» **Quoted passage**:
◆ ◆ ◆ ◆

Astrophysics Code Sharing II: The Sequel
On Tuesday, 7 January 2014, at the 223rd AAS meeting in Washington, DC, the AAS Working Group on Astronomical Software (WGAS) and the Astrophysics Source Code Library (ASCL) sponsored a special session on code sharing as a follow-up to the splinter meeting “Astrophysics Code Sharing?” held at the 221st AAS meeting in Long Beach, California, a year earlier. The following is abridged from a longer report that appears on the ASCL website.
The standing-room-only session was moderated by Peter Teuben (University of Maryland), chairman of the ASCL Advisory Committee; Robert Hanisch (STScI), outgoing chair of the WGAS and also a member of the ASCL Advisory Committee, provided closing remarks.
A very brief summary of some main points of the sessions, along with their titles, presenters, and links to slides (as PDF files), is given here.
- Occupy Hard Drives: Making Your Work More Valuable by Giving It Away, Benjamin Weiner (University of Arizona)
Ben pointed out that time spent writing software represents an enormous sunk cost that is, unfortunately, not viewed as doing real work, though writing software is part of doing science. He stated that widely-used software has enabled at least as much science as a new instrument would. He encouraged people to document their code for their own sake, to release it without worrying about bugs or other potential issues in the software, and to write software methods papers for journals. slides
- Maintaining a User Community for the Montage Image Mosaic Toolkit, Bruce Berriman (Caltech)
In this case study of Montage, Bruce stated that releasing software comes with a cost, but that it is still worth doing. Montage was developed under contract and was designed for ease of maintenance, modularity, and sustainability from the beginning. It is maintained primarily through volunteer effort, and in part through collaborations, e.g., with the LSST EPO team. He said the Caltech license under which Montage is distributed does not allow users to redistribute modified code, nor can Montage be included in other distributions such as Redhat. He suggests coders consider licensing carefully. slides
- Cloudy: Simulating the Non-Equilibrium Microphysics of Gas and Dust, and Its Observed Spectrum, Gary Ferland (University of Kentucky)
Gary discussed Cloudy, which, with over three decades of use, is the most mature of the three codes covered in this session. The code is autonomous and self-aware, providing warnings about what might have gone wrong when things do go wrong. Though the user community is broad, and participants in the summer schools that are held on the code have formed collaborations, a Yahoo! discussion forum for Cloudy has not been as successful as they had hoped. Cloudy was released as open access, with the most permissive license possible; Gary cited NSF as making this necessary since the code was developed with public grant funds. Students who work on the code get industry-standard programming experience, which is intended to help students gain employment after graduation. slides
- NSF Policies on Software and Data Sharing and Their Implementation, Daniel Katz (National Science Foundation)

◆ ◆ ◆ ◆

» **What you need to do**:
1. In the report on the astrophysics code-sharing session, who moderated the session?
2. Go on with the report on the astrophysics code-sharing session, starting right after its last line.

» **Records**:
◆ ◆ ◆ ◆

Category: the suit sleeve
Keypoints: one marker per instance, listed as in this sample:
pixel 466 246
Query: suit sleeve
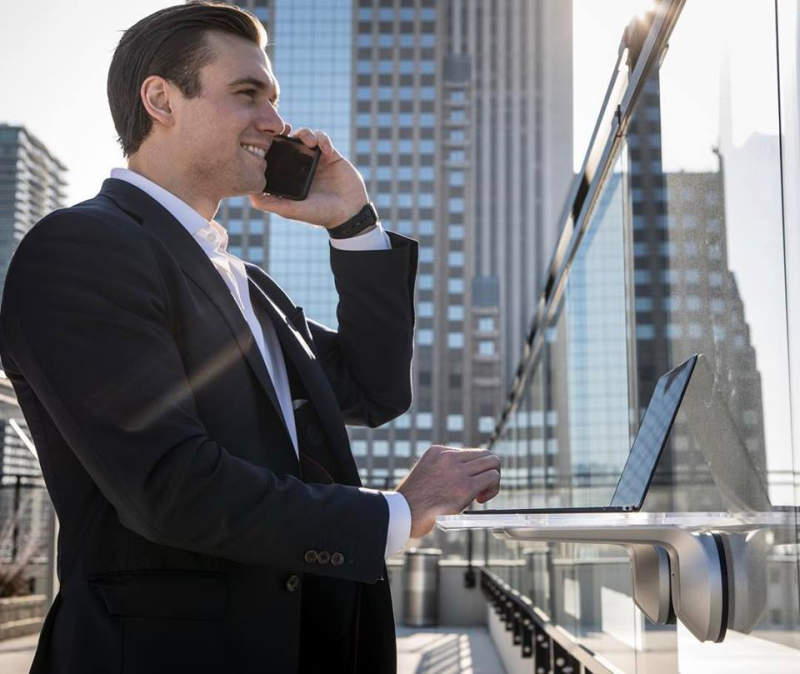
pixel 368 361
pixel 86 325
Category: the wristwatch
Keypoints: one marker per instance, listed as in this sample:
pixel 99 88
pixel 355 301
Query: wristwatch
pixel 366 218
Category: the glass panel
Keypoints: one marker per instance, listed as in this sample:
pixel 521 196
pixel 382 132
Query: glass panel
pixel 708 237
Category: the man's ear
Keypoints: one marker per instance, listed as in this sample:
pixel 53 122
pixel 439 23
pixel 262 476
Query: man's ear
pixel 155 94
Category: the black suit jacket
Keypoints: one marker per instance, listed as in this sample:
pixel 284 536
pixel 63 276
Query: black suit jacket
pixel 186 519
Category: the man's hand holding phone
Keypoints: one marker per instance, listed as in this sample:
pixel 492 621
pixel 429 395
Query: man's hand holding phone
pixel 337 190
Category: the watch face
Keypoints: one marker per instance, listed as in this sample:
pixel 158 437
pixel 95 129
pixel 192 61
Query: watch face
pixel 365 218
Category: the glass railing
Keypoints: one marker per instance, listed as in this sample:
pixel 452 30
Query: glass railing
pixel 672 244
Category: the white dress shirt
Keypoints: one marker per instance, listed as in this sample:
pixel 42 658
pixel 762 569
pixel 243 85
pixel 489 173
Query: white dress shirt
pixel 213 239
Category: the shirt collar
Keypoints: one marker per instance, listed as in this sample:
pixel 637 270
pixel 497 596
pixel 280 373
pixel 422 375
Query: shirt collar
pixel 209 234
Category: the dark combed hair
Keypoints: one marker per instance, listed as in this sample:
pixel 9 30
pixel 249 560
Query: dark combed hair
pixel 170 43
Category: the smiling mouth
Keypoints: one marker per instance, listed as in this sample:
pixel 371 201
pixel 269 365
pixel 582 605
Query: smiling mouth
pixel 259 152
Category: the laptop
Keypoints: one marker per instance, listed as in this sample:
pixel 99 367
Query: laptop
pixel 645 453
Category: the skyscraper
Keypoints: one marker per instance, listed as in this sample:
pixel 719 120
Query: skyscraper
pixel 458 148
pixel 309 46
pixel 31 185
pixel 452 134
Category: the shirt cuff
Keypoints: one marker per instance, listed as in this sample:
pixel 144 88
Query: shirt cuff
pixel 399 522
pixel 374 239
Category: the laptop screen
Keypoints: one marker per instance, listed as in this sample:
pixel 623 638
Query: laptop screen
pixel 652 435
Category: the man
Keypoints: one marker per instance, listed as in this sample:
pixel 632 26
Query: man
pixel 189 419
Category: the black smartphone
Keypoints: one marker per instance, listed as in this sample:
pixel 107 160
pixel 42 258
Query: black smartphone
pixel 290 168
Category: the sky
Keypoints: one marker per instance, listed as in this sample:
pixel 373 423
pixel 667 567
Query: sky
pixel 54 56
pixel 55 84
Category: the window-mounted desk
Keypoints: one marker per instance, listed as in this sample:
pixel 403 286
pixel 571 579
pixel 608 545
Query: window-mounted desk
pixel 706 568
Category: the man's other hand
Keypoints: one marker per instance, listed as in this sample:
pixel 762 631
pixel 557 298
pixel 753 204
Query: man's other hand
pixel 446 480
pixel 337 191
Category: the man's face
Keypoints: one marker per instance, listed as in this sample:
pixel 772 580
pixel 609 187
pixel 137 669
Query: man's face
pixel 235 108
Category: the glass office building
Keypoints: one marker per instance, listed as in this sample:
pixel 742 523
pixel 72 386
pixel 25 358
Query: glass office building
pixel 465 146
pixel 681 235
pixel 309 46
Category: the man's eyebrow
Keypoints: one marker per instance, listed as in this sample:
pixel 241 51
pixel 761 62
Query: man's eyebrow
pixel 261 85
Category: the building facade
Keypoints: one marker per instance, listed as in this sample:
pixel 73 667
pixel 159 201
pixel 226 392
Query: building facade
pixel 451 133
pixel 32 183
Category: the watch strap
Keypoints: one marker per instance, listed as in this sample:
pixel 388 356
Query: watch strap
pixel 366 218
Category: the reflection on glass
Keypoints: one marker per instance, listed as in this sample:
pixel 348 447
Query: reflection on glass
pixel 684 254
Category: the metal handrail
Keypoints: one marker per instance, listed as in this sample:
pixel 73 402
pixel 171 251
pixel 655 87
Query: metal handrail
pixel 641 46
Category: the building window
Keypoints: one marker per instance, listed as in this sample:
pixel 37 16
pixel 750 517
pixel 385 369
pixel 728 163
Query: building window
pixel 455 285
pixel 645 331
pixel 456 178
pixel 455 312
pixel 455 422
pixel 486 348
pixel 455 258
pixel 426 226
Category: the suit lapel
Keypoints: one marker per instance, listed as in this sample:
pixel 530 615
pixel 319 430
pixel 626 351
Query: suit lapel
pixel 195 263
pixel 297 349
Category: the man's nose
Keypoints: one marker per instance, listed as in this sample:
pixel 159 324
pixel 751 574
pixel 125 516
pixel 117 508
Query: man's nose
pixel 270 121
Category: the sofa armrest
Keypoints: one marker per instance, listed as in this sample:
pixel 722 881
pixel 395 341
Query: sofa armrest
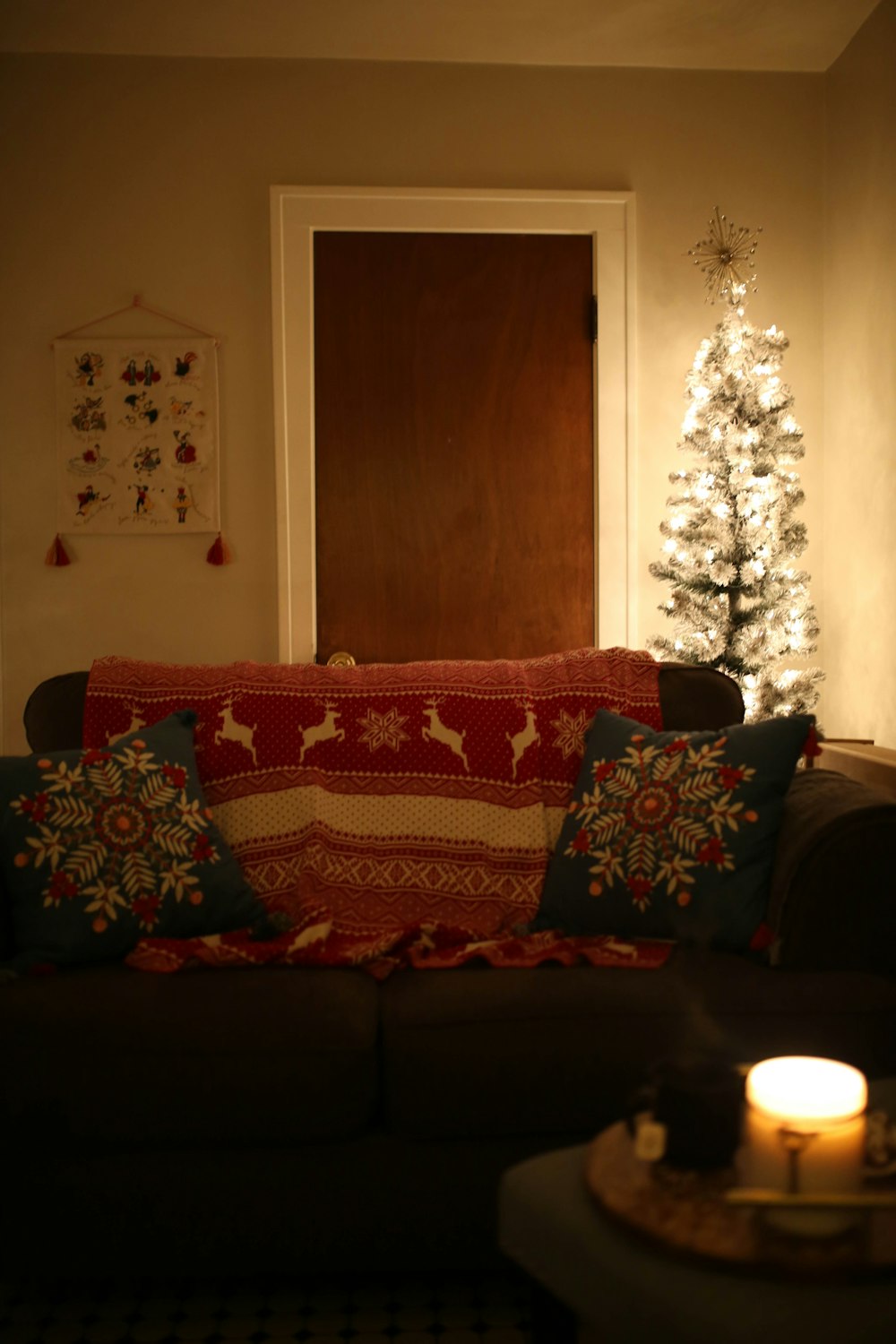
pixel 833 889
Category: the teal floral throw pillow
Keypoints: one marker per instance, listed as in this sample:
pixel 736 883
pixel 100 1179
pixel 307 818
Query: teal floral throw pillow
pixel 672 835
pixel 99 849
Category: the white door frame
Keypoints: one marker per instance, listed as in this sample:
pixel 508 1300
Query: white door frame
pixel 297 214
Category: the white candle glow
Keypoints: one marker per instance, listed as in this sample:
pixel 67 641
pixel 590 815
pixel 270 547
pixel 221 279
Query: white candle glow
pixel 805 1118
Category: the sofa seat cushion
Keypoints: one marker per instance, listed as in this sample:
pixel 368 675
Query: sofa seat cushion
pixel 110 1058
pixel 559 1050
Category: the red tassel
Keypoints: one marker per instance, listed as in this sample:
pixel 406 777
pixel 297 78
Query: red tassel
pixel 56 554
pixel 218 553
pixel 762 938
pixel 812 746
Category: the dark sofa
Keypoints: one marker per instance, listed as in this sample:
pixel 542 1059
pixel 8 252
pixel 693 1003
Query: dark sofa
pixel 311 1118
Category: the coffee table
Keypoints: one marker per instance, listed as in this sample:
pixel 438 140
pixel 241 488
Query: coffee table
pixel 625 1288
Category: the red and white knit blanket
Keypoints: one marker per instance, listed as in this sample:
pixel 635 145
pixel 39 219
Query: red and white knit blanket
pixel 389 798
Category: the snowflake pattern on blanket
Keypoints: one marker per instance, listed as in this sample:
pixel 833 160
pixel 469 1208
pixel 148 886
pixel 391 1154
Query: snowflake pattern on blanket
pixel 390 795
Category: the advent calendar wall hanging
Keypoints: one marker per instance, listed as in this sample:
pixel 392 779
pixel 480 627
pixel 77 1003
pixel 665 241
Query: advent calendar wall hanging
pixel 137 435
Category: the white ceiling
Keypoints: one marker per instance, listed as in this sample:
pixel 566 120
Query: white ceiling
pixel 685 34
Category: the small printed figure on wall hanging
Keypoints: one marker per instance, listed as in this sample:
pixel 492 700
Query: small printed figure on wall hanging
pixel 183 367
pixel 142 408
pixel 147 459
pixel 142 502
pixel 89 367
pixel 88 497
pixel 182 503
pixel 147 375
pixel 89 416
pixel 185 452
pixel 88 462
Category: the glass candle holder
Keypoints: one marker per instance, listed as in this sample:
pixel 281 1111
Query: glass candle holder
pixel 805 1134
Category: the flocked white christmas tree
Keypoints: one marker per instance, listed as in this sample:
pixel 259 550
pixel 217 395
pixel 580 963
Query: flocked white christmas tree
pixel 737 599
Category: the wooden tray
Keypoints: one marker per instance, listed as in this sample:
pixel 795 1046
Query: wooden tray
pixel 685 1212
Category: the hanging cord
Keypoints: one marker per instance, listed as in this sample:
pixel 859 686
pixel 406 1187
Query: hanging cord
pixel 137 303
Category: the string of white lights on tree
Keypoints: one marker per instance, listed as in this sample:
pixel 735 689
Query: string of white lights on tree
pixel 737 599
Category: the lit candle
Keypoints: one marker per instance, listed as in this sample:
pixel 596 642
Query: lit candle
pixel 805 1133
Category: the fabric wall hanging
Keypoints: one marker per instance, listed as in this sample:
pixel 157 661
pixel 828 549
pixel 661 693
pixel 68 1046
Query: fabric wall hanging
pixel 137 435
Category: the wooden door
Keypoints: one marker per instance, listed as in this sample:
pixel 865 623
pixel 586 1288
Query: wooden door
pixel 454 445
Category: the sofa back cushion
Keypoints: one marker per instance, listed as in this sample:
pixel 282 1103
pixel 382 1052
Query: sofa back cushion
pixel 392 793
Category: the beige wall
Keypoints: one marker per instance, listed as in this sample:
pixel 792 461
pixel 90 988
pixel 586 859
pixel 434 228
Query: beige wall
pixel 152 177
pixel 860 383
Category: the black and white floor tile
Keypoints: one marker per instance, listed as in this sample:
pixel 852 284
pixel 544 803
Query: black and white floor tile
pixel 375 1311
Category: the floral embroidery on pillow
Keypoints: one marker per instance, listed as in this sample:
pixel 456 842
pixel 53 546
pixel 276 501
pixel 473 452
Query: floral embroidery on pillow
pixel 657 814
pixel 117 831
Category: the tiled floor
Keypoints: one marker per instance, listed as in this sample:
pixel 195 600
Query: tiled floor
pixel 381 1311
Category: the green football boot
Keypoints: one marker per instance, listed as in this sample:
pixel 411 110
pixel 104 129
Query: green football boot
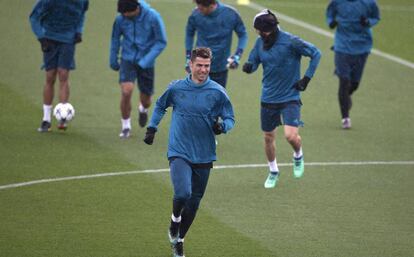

◆ ◆ ◆ ◆

» **Set of answers**:
1. Peter Teuben of the University of Maryland, chairman of the ASCL Advisory Committee, moderated it.

2.
Dan covered the NSF policies that govern software funded by the agency. Though some NSF panels are much more rigorous than others, it is expected that PIs will publish all significant findings, including data and software; he stated quite firmly that data include software according to the government. He also said that it is up to the community via peer-review panels to enforce these policies, that many core research programs don’t enforce this very well, and that the community determines what is and is not acceptable. This may be changing, however, as with an Office of Science and Technology Policy memo on open data, OMB policies are pushing harder on open access. slides
- The Astropy Project’s Self-Herding Cats Development Model, Erik Tollerud (Yale University)
The newest of the three code projects highlighted is Astropy. Erik described the grass-roots effort to self-organize the now ~60 code base contributors, and that this arose out of a common goal: to streamline astronomy tools written in Python, as having eight different packages to do the same thing means that 7/8ths of the effort was wasted. He stated that technology now exists that provides good support for such an effort, including GitHub to manage the processes of many developers, Travis for testing code, and Sphinx for documentation, which is written as the code is written. He pointed out that agreement on the problem was the key in getting the effort to come together and that consensus, guidelines, and expectations make it work. slides
- Costs and Benefits of Developing Out in the Open, David W. Hogg (New York University)
David started out by saying that everything his group does is open — all papers, grant proposals, comments, and codes — and has been since 2005, and that this was a pragmatic, not an ethical decision. He stated that the negatives others give for not releasing code — getting scooped, embarrassment, time, email and support requests, licensing — are overplayed, and that since the public is paying for this, we should return the products we develop to them. He doesn’t know of a single case of someone getting scooped because he/she shared code. Rather, the benefits that sharing openly provides — establishing priority, visibility and goodwill, re-use and citations, feedback and bug-catching, and having the moral high ground — outweigh the overplayed negatives. slides
After David’s presentation, Peter opened the floor for questions and discussion, which was lively and wide-ranging, touching on enforcement of policies governing release of research products, lack of long-term stewardship of software, export-control restrictions, costs and benefits of sharing code, reasons people do not release software, assigning credit to those writing useful programs, licensing, and other topics. Discussion lasted approximately 40 minutes, after which Peter turned the podium over to Robert Hanisch for closing remarks.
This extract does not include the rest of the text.